Passage given –
[START]

When he had collected money enough, he bought a pashalic; and being invested with that dignity, he became still more eager to enlarge his possessions. He continued in constant war with the neighbouring pashas; and cultivating, by adroit agents, the most influential interest at Constantinople, he finally obtained possession of Joannina, and was confirmed pasha of the territory attached to it, by an imperial firman. He then went to war with the pashas of Arta, of Delvino, and of Ocrida, whom he subdued, together with that of Triccala, and established a predominant influence over the agas of Thessaly. The pasha of Vallona he poisoned in a bath at Sophia; and strengthened his power by marrying his two sons, Mouctar and Velhi, to the daughters of the successor and brother of the man whom he had murdered. In The Bride of Abydos, Lord Byron describes the assassination, but applies it to another party.
Reclined and feverish in the bath,
He, when the hunter’s sport was up,
But little deem’d a brother’s wrath
To quench his thirst had such a cup:
The bowl a bribed attendant bore—
He drank one draught, nor needed more.

[END]

Set tasks –
A. Name every place whose pasha the passage on the pasha of Joannina says he fought and subdued.
B. Pick up the passage on the pasha of Joannina right after its last verse line and carry it on.

Records shown –

[START]

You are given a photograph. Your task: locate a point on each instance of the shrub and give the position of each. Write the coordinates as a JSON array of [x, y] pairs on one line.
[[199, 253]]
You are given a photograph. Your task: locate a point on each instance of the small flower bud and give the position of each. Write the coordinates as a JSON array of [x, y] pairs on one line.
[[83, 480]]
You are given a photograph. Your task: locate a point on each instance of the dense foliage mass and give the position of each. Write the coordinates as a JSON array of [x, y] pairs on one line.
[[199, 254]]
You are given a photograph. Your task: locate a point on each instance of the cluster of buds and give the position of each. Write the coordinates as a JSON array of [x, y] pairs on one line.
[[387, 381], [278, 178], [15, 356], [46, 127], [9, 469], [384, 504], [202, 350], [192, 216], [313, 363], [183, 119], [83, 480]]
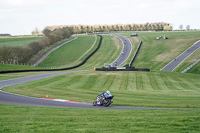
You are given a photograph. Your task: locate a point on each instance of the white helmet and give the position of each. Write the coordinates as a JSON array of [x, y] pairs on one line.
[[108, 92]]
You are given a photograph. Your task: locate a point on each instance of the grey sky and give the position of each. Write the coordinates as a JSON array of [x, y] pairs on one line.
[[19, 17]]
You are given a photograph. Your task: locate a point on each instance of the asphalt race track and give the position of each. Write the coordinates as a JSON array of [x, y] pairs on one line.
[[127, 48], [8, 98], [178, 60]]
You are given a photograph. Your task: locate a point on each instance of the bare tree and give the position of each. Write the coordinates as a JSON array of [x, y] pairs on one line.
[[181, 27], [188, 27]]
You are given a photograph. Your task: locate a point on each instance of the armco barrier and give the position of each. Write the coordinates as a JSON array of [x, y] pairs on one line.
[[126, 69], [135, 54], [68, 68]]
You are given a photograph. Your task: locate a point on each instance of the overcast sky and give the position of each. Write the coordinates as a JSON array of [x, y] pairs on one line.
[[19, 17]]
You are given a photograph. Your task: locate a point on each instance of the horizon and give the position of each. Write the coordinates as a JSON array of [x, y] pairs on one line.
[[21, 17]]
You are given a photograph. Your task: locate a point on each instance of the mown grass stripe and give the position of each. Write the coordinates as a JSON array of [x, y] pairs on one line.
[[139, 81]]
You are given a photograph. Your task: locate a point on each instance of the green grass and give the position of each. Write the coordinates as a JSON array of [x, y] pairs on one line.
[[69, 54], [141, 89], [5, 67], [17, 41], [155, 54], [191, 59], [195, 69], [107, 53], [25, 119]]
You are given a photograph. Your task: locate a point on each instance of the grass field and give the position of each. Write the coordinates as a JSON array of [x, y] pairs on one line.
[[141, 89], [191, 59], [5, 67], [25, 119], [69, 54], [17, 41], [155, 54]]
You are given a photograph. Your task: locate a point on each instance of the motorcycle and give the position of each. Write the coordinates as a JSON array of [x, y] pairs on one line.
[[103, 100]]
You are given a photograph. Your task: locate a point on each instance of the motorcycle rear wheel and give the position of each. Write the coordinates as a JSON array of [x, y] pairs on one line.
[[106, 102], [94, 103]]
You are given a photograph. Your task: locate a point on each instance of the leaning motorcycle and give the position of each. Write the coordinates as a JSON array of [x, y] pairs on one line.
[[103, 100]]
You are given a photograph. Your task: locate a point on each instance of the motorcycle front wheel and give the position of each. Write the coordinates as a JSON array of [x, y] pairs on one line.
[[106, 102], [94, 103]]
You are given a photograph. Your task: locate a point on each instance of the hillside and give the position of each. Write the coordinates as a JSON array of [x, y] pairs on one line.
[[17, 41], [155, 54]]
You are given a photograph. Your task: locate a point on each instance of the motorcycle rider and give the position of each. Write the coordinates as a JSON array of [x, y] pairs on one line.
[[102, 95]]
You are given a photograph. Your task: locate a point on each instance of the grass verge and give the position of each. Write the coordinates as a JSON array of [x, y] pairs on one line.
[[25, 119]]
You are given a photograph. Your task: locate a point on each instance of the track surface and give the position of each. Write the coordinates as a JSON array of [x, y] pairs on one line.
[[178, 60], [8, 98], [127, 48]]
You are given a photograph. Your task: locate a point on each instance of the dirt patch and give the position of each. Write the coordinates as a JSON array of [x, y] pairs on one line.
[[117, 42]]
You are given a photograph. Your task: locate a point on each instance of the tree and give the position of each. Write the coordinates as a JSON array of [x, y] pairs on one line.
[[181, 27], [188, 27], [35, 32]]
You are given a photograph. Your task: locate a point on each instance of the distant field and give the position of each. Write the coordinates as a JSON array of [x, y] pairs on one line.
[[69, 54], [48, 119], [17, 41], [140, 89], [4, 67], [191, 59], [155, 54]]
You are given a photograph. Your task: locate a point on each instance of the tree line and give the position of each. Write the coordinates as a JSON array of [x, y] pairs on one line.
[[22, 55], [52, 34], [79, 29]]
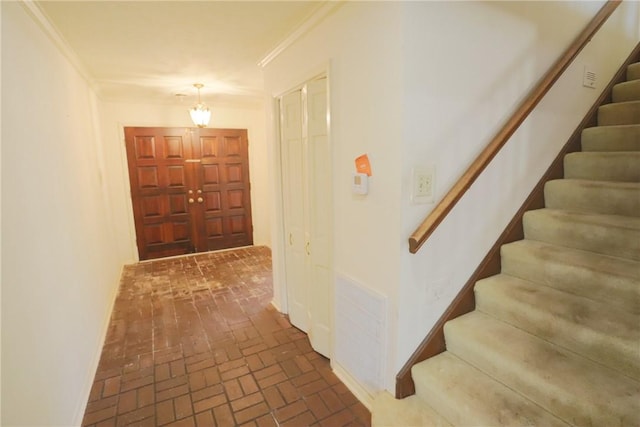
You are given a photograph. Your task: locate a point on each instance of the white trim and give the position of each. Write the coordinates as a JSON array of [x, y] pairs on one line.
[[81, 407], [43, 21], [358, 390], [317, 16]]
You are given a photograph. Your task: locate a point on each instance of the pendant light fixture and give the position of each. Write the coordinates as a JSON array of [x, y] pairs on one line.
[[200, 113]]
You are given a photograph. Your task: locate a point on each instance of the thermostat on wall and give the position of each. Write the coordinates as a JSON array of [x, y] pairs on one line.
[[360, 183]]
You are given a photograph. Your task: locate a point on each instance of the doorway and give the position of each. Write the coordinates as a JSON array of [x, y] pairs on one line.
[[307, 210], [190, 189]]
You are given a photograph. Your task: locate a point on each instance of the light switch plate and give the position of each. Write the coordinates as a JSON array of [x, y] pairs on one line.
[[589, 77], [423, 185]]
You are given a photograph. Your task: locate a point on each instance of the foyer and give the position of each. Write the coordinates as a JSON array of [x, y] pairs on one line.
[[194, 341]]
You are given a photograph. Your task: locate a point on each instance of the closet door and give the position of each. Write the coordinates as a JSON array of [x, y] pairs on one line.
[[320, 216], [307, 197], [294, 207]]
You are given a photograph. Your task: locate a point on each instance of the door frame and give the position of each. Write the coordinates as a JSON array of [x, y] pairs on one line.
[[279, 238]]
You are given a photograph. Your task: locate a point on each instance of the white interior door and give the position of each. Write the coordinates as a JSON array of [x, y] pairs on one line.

[END]
[START]

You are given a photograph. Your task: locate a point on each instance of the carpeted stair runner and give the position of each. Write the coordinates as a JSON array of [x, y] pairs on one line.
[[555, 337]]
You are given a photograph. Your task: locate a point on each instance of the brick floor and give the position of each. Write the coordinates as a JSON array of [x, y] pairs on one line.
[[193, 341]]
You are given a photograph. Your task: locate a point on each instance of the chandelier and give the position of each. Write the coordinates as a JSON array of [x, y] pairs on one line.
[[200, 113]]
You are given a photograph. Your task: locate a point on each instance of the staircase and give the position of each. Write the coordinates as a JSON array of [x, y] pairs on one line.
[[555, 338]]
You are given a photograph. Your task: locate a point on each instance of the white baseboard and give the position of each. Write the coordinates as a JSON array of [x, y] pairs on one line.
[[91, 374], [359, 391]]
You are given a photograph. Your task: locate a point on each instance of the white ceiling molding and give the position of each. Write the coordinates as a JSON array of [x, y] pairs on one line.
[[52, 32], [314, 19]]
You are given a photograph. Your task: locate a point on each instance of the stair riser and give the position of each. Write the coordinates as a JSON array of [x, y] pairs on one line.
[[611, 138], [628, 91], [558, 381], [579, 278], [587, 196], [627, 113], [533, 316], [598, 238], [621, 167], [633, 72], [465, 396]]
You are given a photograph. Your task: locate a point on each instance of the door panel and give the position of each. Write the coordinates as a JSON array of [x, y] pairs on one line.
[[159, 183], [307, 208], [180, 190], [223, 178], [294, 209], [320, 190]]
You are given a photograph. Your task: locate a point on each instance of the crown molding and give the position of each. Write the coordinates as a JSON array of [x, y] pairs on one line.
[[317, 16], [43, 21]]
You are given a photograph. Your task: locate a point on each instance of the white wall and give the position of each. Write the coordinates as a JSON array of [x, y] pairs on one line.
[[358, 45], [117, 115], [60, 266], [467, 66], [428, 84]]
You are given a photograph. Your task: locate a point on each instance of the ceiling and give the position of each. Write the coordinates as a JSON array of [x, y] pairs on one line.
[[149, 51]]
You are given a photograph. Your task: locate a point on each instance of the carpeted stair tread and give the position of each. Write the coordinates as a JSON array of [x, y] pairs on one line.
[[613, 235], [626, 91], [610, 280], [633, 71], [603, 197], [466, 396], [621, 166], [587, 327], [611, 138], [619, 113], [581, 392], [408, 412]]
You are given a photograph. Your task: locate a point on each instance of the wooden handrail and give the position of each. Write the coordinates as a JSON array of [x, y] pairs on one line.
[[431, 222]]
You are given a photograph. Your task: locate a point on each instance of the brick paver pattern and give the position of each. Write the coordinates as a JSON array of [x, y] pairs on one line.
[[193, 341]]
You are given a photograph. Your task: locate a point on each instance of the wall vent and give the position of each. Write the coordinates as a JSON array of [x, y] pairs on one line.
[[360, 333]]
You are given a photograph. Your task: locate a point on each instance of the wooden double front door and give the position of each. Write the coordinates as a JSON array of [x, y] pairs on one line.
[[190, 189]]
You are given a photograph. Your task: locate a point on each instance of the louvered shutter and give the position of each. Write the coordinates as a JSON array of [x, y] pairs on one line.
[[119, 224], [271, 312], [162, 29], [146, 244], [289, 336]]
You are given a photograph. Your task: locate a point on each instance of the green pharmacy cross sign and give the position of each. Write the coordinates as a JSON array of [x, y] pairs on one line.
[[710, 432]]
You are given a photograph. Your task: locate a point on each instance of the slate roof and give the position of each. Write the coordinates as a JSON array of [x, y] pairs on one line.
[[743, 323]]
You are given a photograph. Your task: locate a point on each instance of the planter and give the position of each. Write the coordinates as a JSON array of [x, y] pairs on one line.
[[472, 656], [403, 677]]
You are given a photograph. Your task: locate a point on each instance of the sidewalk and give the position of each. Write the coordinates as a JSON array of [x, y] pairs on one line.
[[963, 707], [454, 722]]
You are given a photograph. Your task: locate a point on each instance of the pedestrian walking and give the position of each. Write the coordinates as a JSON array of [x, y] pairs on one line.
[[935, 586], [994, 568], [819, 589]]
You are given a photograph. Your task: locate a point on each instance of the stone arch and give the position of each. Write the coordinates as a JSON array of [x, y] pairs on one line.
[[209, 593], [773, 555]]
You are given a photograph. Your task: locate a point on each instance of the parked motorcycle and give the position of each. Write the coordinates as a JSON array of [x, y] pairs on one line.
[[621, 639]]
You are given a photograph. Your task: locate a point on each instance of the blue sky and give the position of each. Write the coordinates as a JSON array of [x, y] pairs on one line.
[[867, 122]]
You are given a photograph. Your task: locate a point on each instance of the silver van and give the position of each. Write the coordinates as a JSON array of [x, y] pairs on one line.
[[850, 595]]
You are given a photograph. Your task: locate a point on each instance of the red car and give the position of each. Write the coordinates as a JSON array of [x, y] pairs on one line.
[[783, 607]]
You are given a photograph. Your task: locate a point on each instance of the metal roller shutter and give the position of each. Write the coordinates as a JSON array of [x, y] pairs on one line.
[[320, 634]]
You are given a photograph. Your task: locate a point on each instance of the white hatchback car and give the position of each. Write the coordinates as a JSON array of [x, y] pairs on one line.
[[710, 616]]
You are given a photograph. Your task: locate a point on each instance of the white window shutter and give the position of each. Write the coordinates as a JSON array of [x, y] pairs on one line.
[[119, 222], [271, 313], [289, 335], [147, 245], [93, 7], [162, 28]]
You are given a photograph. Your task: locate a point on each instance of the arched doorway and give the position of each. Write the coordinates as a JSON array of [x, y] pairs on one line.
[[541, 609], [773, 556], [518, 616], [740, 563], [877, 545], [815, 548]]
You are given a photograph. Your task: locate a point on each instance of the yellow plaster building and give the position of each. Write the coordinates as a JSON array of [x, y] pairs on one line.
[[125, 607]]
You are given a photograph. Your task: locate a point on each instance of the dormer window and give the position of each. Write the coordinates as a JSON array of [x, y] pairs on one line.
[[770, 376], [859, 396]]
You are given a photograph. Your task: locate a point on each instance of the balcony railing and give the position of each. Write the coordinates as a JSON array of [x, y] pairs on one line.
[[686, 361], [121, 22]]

[END]

Exercise answers –
A. Arta, Delvino, Ocrida, Triccala

B.
During this progression of his fortunes, he had been more than once called upon to furnish his quota of troops to the imperial armies, and had served at their head with distinction against the Russians. He knew his countrymen, however, too well ever to trust himself at Constantinople. It was reported that he had frequently been offered some of the highest offices in the empire, but he always declined them and sought for power only among the fastnesses of his native region. Stories of the skill and courage with which he counteracted several machinations to procure his head were current and popular throughout the country, and among the Greeks in general he was certainly regarded as inferior only to the Grand Vizier himself. But though distrusting and distrusted, he always in the field fought for the Sultan with great bravery, particularly against the famous rebel Paswan Oglou. On his return from that war in 1798, he was, in consequence, made a pasha of three tails, or vizier, and was more than once offered the ultimate dignity of Grand Vizier, but he still declined all the honours of the metropolis. The object of his ambition was not temporary power, but to found a kingdom.
He procured, however, pashalics for his two sons, the younger of whom, Velhi, saved sufficient money in his first government to buy the pashalic of the Morea, with the dignity of vizier, for which he paid seventy-five thousand pounds sterling. His eldest son, Mouctar, was of a more warlike turn, with less ambition than his brother. At the epoch of which I am speaking, he supplied his father’s place at the head of the Albanians in the armies of the Sultan, in which he greatly distinguished himself in the campaign of 1809 against the Russians.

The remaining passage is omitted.